=== Exercise tasks ===
**A)** In the Aegerion case summary, what drug did the company develop?
**B)** Write the next part of the Aegerion case summary, picking up after its final sentence.

United States v. Aegerion Pharmaceuticals, Inc.
Facts
Aegerion developed Juxtapid, an expensive cholesterol drug, and the Information alleged that the company engaged in unfair, deceptive, and fraudulent conduct to increase Juxtapid's use where it was not medically indicated. The proposed Rule 11(c)(1)(C) agreement included a negotiated fine and forfeiture, a compliance program, probation, and a promise by the government not to undertake further prosecution of Aegerion. The agreement also contemplated immediate sentencing without a presentence report, limited the court's ability to impose conditions beyond those in the agreement, and provided no restitution to non-governmental victims. Although the court noted much to commend in the plea, including management changes and extraordinary cooperation, it found the record incomplete and the agreement too restrictive.

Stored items
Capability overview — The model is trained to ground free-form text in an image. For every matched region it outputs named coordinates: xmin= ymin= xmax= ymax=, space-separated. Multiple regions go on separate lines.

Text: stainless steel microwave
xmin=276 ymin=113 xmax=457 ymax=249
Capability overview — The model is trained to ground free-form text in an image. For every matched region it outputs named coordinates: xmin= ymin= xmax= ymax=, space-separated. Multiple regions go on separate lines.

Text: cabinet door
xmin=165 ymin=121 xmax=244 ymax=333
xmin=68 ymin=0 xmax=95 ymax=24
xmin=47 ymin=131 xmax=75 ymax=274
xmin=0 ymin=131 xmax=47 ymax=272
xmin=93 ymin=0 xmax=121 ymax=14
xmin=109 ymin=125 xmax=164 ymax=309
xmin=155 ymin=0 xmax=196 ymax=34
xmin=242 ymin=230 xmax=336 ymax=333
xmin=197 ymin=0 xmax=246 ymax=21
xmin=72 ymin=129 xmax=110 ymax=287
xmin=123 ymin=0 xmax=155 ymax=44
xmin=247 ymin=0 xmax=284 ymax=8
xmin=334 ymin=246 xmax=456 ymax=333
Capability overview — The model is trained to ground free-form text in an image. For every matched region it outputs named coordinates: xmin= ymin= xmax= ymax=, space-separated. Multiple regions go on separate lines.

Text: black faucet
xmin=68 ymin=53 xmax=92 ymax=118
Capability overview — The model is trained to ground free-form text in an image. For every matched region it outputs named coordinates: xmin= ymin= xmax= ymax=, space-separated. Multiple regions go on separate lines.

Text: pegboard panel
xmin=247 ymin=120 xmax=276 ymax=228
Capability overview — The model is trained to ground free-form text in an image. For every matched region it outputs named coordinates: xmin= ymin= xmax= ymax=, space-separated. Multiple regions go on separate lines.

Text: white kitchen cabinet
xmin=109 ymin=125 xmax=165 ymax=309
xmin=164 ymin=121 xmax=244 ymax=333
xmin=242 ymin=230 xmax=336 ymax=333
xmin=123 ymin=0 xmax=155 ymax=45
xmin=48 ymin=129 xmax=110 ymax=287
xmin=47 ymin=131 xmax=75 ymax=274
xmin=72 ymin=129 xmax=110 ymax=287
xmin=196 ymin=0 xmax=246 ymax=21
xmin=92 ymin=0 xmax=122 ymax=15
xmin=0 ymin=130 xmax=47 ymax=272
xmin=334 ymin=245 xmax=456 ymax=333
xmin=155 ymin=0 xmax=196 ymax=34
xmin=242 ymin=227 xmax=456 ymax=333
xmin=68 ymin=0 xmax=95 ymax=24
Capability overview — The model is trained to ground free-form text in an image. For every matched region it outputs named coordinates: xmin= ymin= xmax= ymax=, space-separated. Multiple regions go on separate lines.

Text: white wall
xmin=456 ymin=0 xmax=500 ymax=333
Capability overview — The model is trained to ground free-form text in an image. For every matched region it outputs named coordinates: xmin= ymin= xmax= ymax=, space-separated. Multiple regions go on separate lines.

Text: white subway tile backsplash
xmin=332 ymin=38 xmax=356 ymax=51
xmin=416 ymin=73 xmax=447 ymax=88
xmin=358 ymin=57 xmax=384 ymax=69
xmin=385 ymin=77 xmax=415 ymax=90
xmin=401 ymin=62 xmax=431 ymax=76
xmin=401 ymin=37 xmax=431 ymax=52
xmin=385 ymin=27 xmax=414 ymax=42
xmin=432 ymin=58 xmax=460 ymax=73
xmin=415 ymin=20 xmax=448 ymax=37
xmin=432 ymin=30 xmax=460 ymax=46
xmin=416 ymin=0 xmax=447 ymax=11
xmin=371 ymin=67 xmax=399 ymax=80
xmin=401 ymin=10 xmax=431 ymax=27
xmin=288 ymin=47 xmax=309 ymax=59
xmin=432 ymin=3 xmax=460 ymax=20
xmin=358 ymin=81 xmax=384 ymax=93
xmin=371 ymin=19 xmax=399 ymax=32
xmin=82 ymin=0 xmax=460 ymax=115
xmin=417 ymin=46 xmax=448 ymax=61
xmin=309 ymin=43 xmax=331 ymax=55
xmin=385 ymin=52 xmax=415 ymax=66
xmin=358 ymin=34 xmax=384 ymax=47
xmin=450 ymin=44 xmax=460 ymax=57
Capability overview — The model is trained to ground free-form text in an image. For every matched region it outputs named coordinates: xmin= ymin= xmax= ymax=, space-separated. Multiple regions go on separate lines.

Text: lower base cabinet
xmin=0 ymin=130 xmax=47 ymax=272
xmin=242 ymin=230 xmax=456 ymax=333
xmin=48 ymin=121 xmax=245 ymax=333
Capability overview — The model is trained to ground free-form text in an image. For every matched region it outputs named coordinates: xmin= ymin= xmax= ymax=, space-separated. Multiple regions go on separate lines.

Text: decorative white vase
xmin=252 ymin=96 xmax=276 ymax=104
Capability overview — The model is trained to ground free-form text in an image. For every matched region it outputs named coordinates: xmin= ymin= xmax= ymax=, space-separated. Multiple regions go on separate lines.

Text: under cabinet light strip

=== Results by task ===
**A)** Juxtapid, an expensive cholesterol drug.

**B)**
Issue
Whether the district court should accept Aegerion's Rule 11(c)(1)(C) corporate plea agreement. More specifically, whether acceptance would be in the public interest when the agreement left substantial unknowns, provided no restitution to actual victims, and constrained the court's independent sentencing role.
Rule
In the corporate criminal context, a Rule 11(c)(1)(C) plea should not be accepted unless the court can conclude on an adequate record that acceptance is in the public interest and does not unduly hobble the court's independent constitutional and sentencing responsibilities. Where the agreement leaves material unknowns, restricts judicial discretion, and perpetuates unequal treatment between corporate and individual defendants, the court may reject it.